_EXCERPT TO READ_
=-=-=

The present invention was made under these circumstances explained above, and objects of the present invention are to provide a glass substrate which enables to manufacture a FPD in keeping cost low and in efficient, and to provide an efficient manufacturing method of a glass substrate.

SUMMARY

To solve the above described subject matter, the present invention adopts a below described structures shown in embodiments which correspond to figures. However, each reference sign with parentheses, which indicates each element, is only an exemplification and it does not limit each element.
A first aspect of the present invention provides a glass substrate whose surface has an asperity of a height in the range from 10 nm to 20 nm and of a period in the range from 0.1 mm to 1 mm.
According to the glass substrate of the first aspect, it is possible to satisfy stabilization of contact and preventing generation of the static electricity simultaneously.
A second aspect of the present invention provides a glass substrate whose surface has an asperity of a height in the range from 15 nm to 20 nm and of a period in the range from 0.1 mm to 0.6 mm.

=-=-=

_TASKS_
1. In the glass substrate excerpt, what range of asperity height does the first aspect specify for the substrate surface?
2. Extend the glass substrate excerpt, picking up after its final sentence on the second aspect.

_INFORMATION SUPPLIED_
=-=-=

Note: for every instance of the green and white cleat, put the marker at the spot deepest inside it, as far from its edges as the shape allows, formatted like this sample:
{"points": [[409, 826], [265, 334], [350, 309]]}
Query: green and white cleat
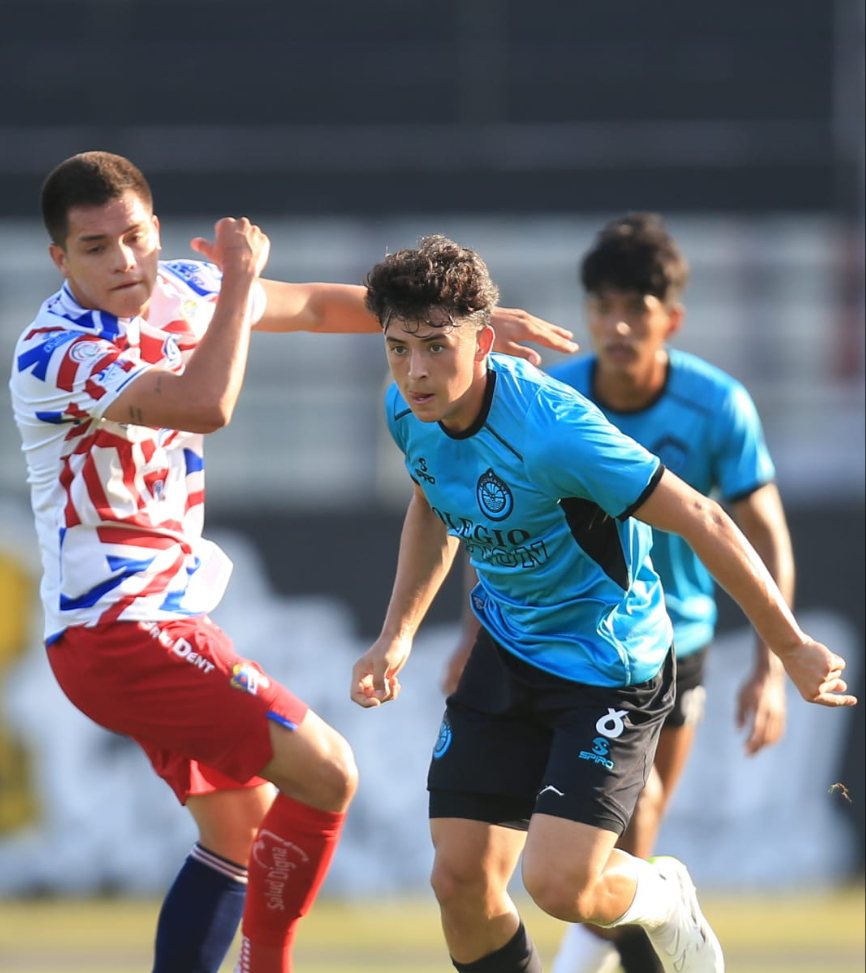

=-=-=

_EXERCISE ANSWERS_
1. From 10 nm to 20 nm.

2.
According to the glass substrate of the second aspect, it is possible to satisfy stabilization of contact and preventing generation of the static electricity simultaneously.
A third aspect of the present invention provides a method for manufacturing a glass substrate by fusion process, the method comprising the steps of; flowing fused glass (G) into a fusion pipe (1), and gradually cooling and solidifying the fused glass (G) by flowing downward from the fusion pipe (1), wherein forming an asperity on a surface of the glass substrate by depositing particles (GB) on a surface of the fused glass (G).
According to the method for manufacturing the glass substrate of the third aspect, it is possible to manufacture the glass substrate, which satisfies stabilization of contact and preventing generation of the static electricity simultaneously.
A fourth aspect of the present invention provides a method for manufacturing a glass substrate by fusion process, the method comprising the steps of; flowing fused glass (G) into a fusion pipe (1), and gradually cooling and solidifying the fused glass (G) by flowing downward from the fusion pipe (1), wherein forming an asperity on a surface of the glass substrate by colliding particles against the glass flowing down from the fusion pipe (1) from a side direction.
According to the method for manufacturing the glass substrate of the fourth aspect, it is possible to manufacture the glass substrate, which satisfies stabilization of contact and preventing generation of the static electricity simultaneously.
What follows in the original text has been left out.